• Instructions to follow: Where a record contains an image, leave the image out and print the rest exactly.

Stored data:
—————
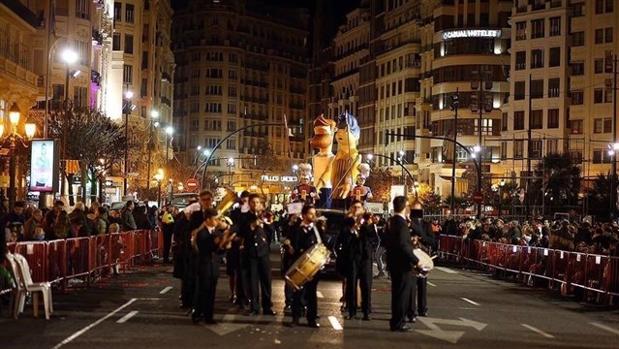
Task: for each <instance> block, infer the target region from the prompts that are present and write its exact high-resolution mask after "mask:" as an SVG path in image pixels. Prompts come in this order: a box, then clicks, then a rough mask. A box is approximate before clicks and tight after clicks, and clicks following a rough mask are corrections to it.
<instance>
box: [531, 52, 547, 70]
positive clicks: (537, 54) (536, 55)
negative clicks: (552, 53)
mask: <svg viewBox="0 0 619 349" xmlns="http://www.w3.org/2000/svg"><path fill="white" fill-rule="evenodd" d="M543 67H544V50H531V68H532V69H534V68H543Z"/></svg>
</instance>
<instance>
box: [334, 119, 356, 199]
mask: <svg viewBox="0 0 619 349" xmlns="http://www.w3.org/2000/svg"><path fill="white" fill-rule="evenodd" d="M360 133H361V129H360V128H359V124H358V123H357V118H355V117H354V116H352V115H351V114H349V113H345V114H343V115H340V117H339V120H338V125H337V131H336V132H335V140H336V141H337V144H338V147H337V153H336V154H335V158H334V159H333V170H332V173H331V181H332V182H333V186H334V187H333V193H332V198H333V200H334V204H335V206H336V207H338V208H342V207H345V205H346V199H348V197H349V195H350V192H351V190H352V189H353V179H356V178H357V175H359V165H360V164H361V156H360V155H359V151H358V150H357V143H358V142H359V136H360Z"/></svg>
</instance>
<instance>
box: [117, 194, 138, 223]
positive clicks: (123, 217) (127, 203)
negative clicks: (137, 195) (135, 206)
mask: <svg viewBox="0 0 619 349" xmlns="http://www.w3.org/2000/svg"><path fill="white" fill-rule="evenodd" d="M134 207H135V204H134V203H133V201H131V200H129V201H127V203H126V204H125V207H123V209H122V210H121V211H120V221H121V223H122V224H121V226H122V230H123V231H129V230H137V229H138V226H137V225H136V224H135V218H134V217H133V209H134Z"/></svg>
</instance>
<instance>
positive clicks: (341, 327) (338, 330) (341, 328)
mask: <svg viewBox="0 0 619 349" xmlns="http://www.w3.org/2000/svg"><path fill="white" fill-rule="evenodd" d="M329 322H330V323H331V327H333V329H334V330H336V331H341V330H343V329H344V327H342V324H340V322H339V321H337V318H336V317H335V316H333V315H331V316H329Z"/></svg>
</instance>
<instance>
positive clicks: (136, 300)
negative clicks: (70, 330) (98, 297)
mask: <svg viewBox="0 0 619 349" xmlns="http://www.w3.org/2000/svg"><path fill="white" fill-rule="evenodd" d="M137 300H138V299H137V298H131V299H130V300H129V301H128V302H127V303H125V304H123V305H121V306H120V307H118V308H116V309H115V310H113V311H112V312H111V313H109V314H107V315H105V316H104V317H102V318H100V319H99V320H97V321H95V322H93V323H92V324H90V325H88V326H86V327H84V328H82V329H81V330H79V331H77V332H75V333H74V334H72V335H70V336H69V337H67V338H66V339H65V340H63V341H62V342H60V343H58V344H56V346H54V347H53V348H52V349H58V348H60V347H62V346H63V345H65V344H68V343H70V342H71V341H73V340H74V339H75V338H77V337H79V336H81V335H83V334H84V333H86V332H87V331H88V330H90V329H92V328H93V327H95V326H97V325H99V324H100V323H102V322H103V321H105V320H107V319H109V318H110V317H112V316H114V315H115V314H116V313H118V312H119V311H121V310H123V309H125V308H126V307H128V306H130V305H131V303H133V302H135V301H137Z"/></svg>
—————
• Output:
Task: for each <instance> block, infer the target region from the prompts that are present and write its exact high-resolution mask after "mask:" as an SVG path in image pixels. Prompts come in this order: a box, then clicks, then a rough mask. A box is approximate before clicks and tight after clicks, and clicks following a rough mask are corrections to it.
<instance>
box: [531, 52, 547, 70]
positive clicks: (537, 54) (536, 55)
negative clicks: (552, 53)
mask: <svg viewBox="0 0 619 349" xmlns="http://www.w3.org/2000/svg"><path fill="white" fill-rule="evenodd" d="M543 67H544V50H531V68H532V69H534V68H543Z"/></svg>
</instance>
<instance>
box: [334, 119, 356, 199]
mask: <svg viewBox="0 0 619 349" xmlns="http://www.w3.org/2000/svg"><path fill="white" fill-rule="evenodd" d="M360 133H361V129H360V128H359V124H358V123H357V118H355V117H354V116H352V115H351V114H349V113H345V114H343V115H340V117H339V120H338V125H337V131H336V132H335V140H336V141H337V144H338V147H337V153H336V154H335V158H334V159H333V170H332V173H331V181H332V182H333V186H334V187H333V193H332V198H333V200H334V204H335V206H336V207H338V208H342V207H345V205H346V199H348V197H349V195H350V192H351V190H352V189H353V179H356V178H357V175H359V165H360V164H361V156H360V155H359V151H358V150H357V143H358V142H359V136H360Z"/></svg>
</instance>
<instance>
box: [117, 194, 138, 223]
positive clicks: (123, 217) (127, 203)
negative clicks: (137, 195) (135, 206)
mask: <svg viewBox="0 0 619 349" xmlns="http://www.w3.org/2000/svg"><path fill="white" fill-rule="evenodd" d="M134 207H135V204H134V203H133V201H131V200H129V201H127V203H126V204H125V207H123V209H122V210H121V211H120V221H121V223H122V224H121V226H122V230H123V231H129V230H137V229H138V226H137V225H136V224H135V218H134V217H133V209H134Z"/></svg>
</instance>
<instance>
positive clicks: (341, 327) (338, 330) (341, 328)
mask: <svg viewBox="0 0 619 349" xmlns="http://www.w3.org/2000/svg"><path fill="white" fill-rule="evenodd" d="M329 322H330V323H331V327H333V329H334V330H336V331H341V330H343V329H344V327H342V324H340V322H339V321H337V318H336V317H335V316H333V315H331V316H329Z"/></svg>
</instance>
<instance>
positive clicks: (136, 300)
negative clicks: (70, 330) (98, 297)
mask: <svg viewBox="0 0 619 349" xmlns="http://www.w3.org/2000/svg"><path fill="white" fill-rule="evenodd" d="M137 300H138V299H137V298H131V299H130V300H129V301H128V302H127V303H125V304H123V305H121V306H120V307H118V308H116V309H115V310H113V311H112V312H111V313H109V314H107V315H105V316H104V317H102V318H100V319H99V320H97V321H95V322H93V323H92V324H90V325H88V326H86V327H84V328H82V329H81V330H79V331H77V332H75V333H74V334H72V335H70V336H69V337H67V338H66V339H65V340H63V341H62V342H60V343H58V344H56V346H54V347H53V348H52V349H58V348H60V347H62V346H63V345H65V344H68V343H70V342H71V341H73V340H74V339H75V338H77V337H79V336H81V335H83V334H84V333H86V332H87V331H88V330H90V329H92V328H93V327H95V326H97V325H99V324H100V323H102V322H103V321H105V320H107V319H109V318H110V317H112V316H114V315H115V314H116V313H118V312H119V311H121V310H123V309H125V308H126V307H128V306H130V305H131V303H133V302H135V301H137Z"/></svg>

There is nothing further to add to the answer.